____ TEXT

Their food reserves begin to run low. They pass by an old barn which had been the scene of a massacre. There are human heads painted and lifted on pikes. The next morning they wake to the sound of footsteps and see a large group of cruel-looking marauders walking down the road with handmade pikes, followed by a contingent of slaves. “They’re on the move. It’s not a good sign,” says the man (92). They remain in safe hiding and move on.
As the boy and man travel on through the snow, they are weak from hunger. The man struggles to build a fire among the snow in the woods. At night, the dead trees fall with a terrifying sound, and the boy and the man hide, exhausted. The next morning, the boy collapses as they attempt to find their cart. “We’re not going to die,” says the man to the boy, but the boy is dubious (101).
Soon after, upon waking, the man discovers fresh truck tracks a mere fifty feet from the fire around which they had been sleeping. They double their tracks and hide, watching from an elevated position. Soon after, two men arrive, explore their campsite, and leave.
After five days without eating, the man and the boy come upon a grand house on the outskirts of a small town. They explore the house and find evidence of recent habitation, with piles of clothing heaped in the corners. The boy is terrified. They discover the remnants of an old pig farm, and behind it a cellar. When the man pries open the cellar, they discover naked human prisoners, many with missing and cauterized limbs. The prisoners, who are apparently victims of cannibals, plead for help from the terrified outsiders. Just then, six people appear on the horizon, aggressively coming toward the cellar. The man and the boy make a mad dash to escape across an open field and into a nearby wood. They hide, and the man tries desperately to stifle a cough. He hands the boy the pistol with the one bullet in the chamber. “You know how to do it. You put it in your mouth and point it up” he whispers (113). The boy is unable to process what the man is telling him. That night, as screams emanate from the farm, they leave under cover of darkness, disoriented and afraid.
Later, the starving and delirious man leaves the unconscious boy and explores another nearby barn. There, he finds a few dried apples, a packet of powdered grape drink, and a covered cistern filled with fresh water. This refreshes them, but that night a freezing rain darkens their morale. Later, the boy reveals that he dropped the lighter in the previous panic. He also says he understands that if they’d stopped to help the prisoners, they would have died, too. After traveling a while, the boy needs reassurance that they would never eat people, and the man provides it.
They travel three more days in a state of starvation. The man worries that his reluctance to wake from sleeping and dreaming is a sign that he is ready to die. At the far edge of a small town, they find an unpromising home, empty except for a small tank of gas from which the man fashions a lamp. Further investigation reveals a three by six door buried under a few inches of earth. The boy is reluctant to open it, but after some soothing words, the desperate man opens the door and walks in. “This is what the good guys do,” he says. “They don’t give up,” (137). Inside, he finds an emergency bunker filled with supplies, including a multitude of canned goods, a cooking stove, and simple cots: “the richness of a vanished world” (139).

________
____ RECORDS PROVIDED

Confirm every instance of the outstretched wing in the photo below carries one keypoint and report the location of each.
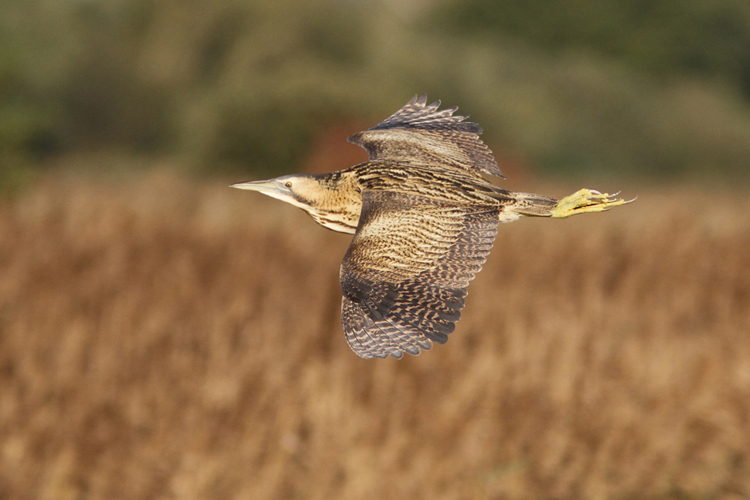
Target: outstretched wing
(419, 132)
(405, 274)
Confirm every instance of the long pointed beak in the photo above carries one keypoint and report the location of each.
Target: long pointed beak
(270, 187)
(275, 188)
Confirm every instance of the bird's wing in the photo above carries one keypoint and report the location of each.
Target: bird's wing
(405, 274)
(419, 132)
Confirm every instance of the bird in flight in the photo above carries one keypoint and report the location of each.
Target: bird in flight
(423, 220)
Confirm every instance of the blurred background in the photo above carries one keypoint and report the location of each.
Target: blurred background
(162, 336)
(643, 89)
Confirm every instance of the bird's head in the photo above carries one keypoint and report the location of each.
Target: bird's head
(298, 190)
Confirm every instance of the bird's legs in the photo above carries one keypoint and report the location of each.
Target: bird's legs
(584, 201)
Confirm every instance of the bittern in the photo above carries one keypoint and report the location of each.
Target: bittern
(423, 220)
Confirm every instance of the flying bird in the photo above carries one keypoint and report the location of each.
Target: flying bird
(423, 219)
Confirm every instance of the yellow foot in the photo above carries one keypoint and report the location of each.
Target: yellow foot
(584, 201)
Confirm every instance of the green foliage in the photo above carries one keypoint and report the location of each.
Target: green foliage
(660, 36)
(595, 87)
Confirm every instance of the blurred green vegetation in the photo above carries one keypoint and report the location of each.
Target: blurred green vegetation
(593, 87)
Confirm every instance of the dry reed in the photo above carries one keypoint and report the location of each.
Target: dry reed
(160, 339)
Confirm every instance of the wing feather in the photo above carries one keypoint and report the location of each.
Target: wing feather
(405, 274)
(419, 132)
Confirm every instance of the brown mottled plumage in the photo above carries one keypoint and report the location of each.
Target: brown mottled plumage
(423, 220)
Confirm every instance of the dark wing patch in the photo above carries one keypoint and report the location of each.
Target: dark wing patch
(419, 132)
(405, 274)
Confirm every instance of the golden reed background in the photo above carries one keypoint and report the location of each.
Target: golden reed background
(161, 339)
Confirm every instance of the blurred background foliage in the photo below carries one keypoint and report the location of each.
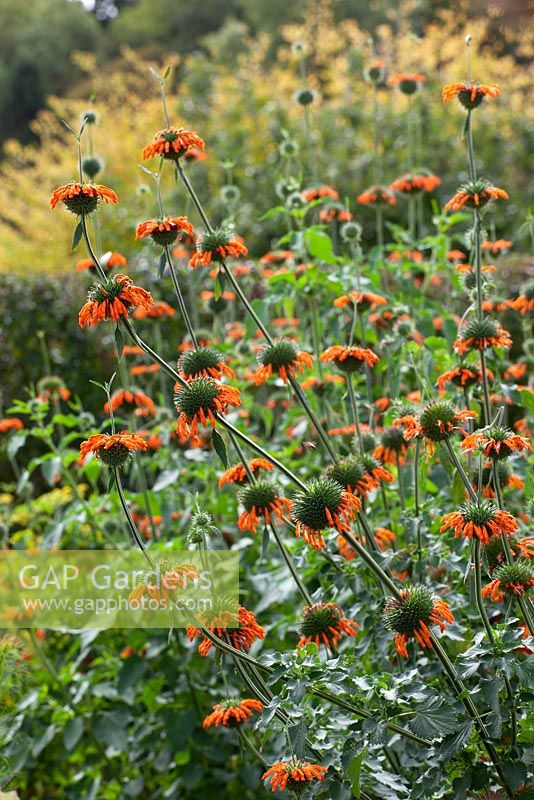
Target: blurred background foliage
(233, 80)
(235, 86)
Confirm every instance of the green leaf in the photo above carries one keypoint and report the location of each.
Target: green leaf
(131, 673)
(14, 444)
(297, 736)
(51, 470)
(110, 728)
(119, 342)
(217, 289)
(167, 478)
(161, 266)
(354, 772)
(436, 343)
(77, 235)
(45, 738)
(455, 741)
(320, 246)
(434, 721)
(273, 212)
(515, 773)
(265, 542)
(527, 398)
(219, 447)
(73, 733)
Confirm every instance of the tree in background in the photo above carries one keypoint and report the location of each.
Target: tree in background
(36, 40)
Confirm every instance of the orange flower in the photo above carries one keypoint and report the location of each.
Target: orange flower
(479, 519)
(195, 154)
(413, 183)
(293, 774)
(82, 198)
(144, 369)
(231, 713)
(217, 245)
(112, 300)
(470, 95)
(142, 522)
(411, 255)
(11, 424)
(364, 300)
(242, 637)
(377, 195)
(157, 310)
(280, 358)
(172, 143)
(411, 614)
(499, 246)
(456, 255)
(324, 623)
(481, 335)
(323, 504)
(164, 231)
(510, 580)
(437, 421)
(113, 449)
(515, 371)
(199, 402)
(153, 440)
(350, 359)
(238, 474)
(130, 401)
(460, 376)
(335, 212)
(393, 446)
(204, 362)
(495, 442)
(114, 260)
(318, 192)
(475, 194)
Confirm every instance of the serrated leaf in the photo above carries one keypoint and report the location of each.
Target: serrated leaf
(354, 772)
(515, 773)
(73, 733)
(219, 447)
(77, 235)
(456, 741)
(527, 399)
(265, 542)
(297, 737)
(434, 721)
(217, 290)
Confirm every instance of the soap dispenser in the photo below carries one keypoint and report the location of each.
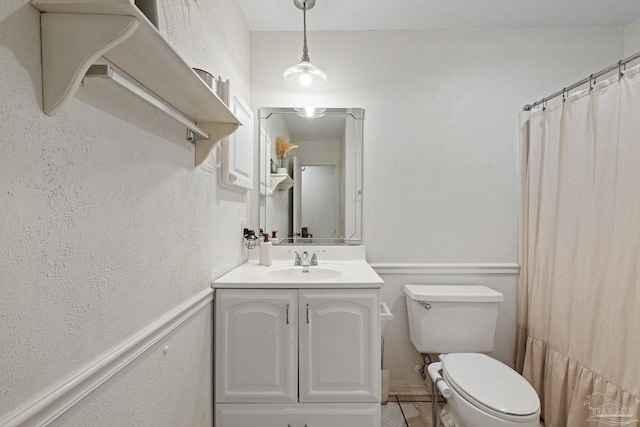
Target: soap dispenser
(265, 251)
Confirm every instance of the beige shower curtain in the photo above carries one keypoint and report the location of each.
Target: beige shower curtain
(579, 316)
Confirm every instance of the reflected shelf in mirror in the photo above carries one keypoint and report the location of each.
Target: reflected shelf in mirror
(325, 170)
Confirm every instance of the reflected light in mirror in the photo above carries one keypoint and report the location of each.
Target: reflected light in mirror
(310, 112)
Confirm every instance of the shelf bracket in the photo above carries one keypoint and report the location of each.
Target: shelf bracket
(217, 131)
(70, 44)
(194, 132)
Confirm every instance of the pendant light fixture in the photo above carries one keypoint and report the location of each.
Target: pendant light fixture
(305, 74)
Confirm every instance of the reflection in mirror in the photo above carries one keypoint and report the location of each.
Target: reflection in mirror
(314, 194)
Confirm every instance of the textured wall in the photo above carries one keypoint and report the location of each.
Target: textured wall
(441, 174)
(106, 225)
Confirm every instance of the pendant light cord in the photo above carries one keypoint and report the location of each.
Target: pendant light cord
(305, 51)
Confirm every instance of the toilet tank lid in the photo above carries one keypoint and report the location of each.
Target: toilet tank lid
(452, 293)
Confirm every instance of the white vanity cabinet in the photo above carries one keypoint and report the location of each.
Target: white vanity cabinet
(296, 357)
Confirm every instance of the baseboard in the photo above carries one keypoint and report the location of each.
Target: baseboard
(448, 269)
(48, 406)
(410, 390)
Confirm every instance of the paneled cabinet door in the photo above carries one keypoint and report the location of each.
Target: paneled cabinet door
(256, 347)
(339, 352)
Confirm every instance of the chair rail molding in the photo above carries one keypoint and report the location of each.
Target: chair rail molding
(508, 269)
(46, 407)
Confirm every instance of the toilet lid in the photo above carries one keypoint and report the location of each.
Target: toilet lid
(490, 384)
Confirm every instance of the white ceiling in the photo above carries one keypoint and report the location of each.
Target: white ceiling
(282, 15)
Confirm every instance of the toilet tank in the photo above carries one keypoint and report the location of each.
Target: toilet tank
(452, 318)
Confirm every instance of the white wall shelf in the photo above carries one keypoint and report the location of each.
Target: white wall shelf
(77, 33)
(282, 182)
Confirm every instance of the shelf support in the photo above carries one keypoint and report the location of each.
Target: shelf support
(70, 44)
(217, 131)
(108, 72)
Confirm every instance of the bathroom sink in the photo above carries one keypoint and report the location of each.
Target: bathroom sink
(337, 267)
(288, 273)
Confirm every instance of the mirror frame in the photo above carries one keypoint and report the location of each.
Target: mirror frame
(353, 211)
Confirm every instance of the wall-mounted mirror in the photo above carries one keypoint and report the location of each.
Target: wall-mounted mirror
(314, 194)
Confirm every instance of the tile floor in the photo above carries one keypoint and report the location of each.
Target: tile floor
(407, 411)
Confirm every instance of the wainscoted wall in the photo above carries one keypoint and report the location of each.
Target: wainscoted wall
(441, 135)
(106, 227)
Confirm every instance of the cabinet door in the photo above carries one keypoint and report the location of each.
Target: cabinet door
(256, 346)
(339, 352)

________

TASK PROMPT: Carry on the plot summary about the man and the boy from the point where it stops, beginning after its final sentence.

RESULT OF THIS TASK:
The pair eat. As the boy sleeps, the man takes a complete inventory. Besides a year’s worth of food, he finds new clothes, batteries, cleaning and hygiene supplies, and gold krugerrands which he ignores. The bunker features a chemical toilet and stockpiles of ammo but no gun. The man and the boy sleep and eat for two days, but the man begins to worry about the visibility of the uncovered door and realizes that they must soon travel again. During a meal of coffee, ham, and biscuits the boy prays for the people who built the bunker.
They stay for two more days, eating and resting. They clean themselves, and the man fashions a few fake slugs out of wood for his pistol to match the one live slug. The man does what he can to disguise the trap door from the outside. In town, the man finds a new shopping cart in better condition. A downpour necessitates their staying another day in the shelter.
When the rain stops, they load the cart with food, provisions, the two-burner stove and the gas tank. They start walking and the man estimates that they are “two hundred miles from the coast. As the crow flies,” (156). The boy and the man conclude that there are no longer any crows left alive, and the boy tells the man that he’s thrown his flute away. Later down the road, the boy asks, “What are our long term goals?’’ (160). The man has no answer for him.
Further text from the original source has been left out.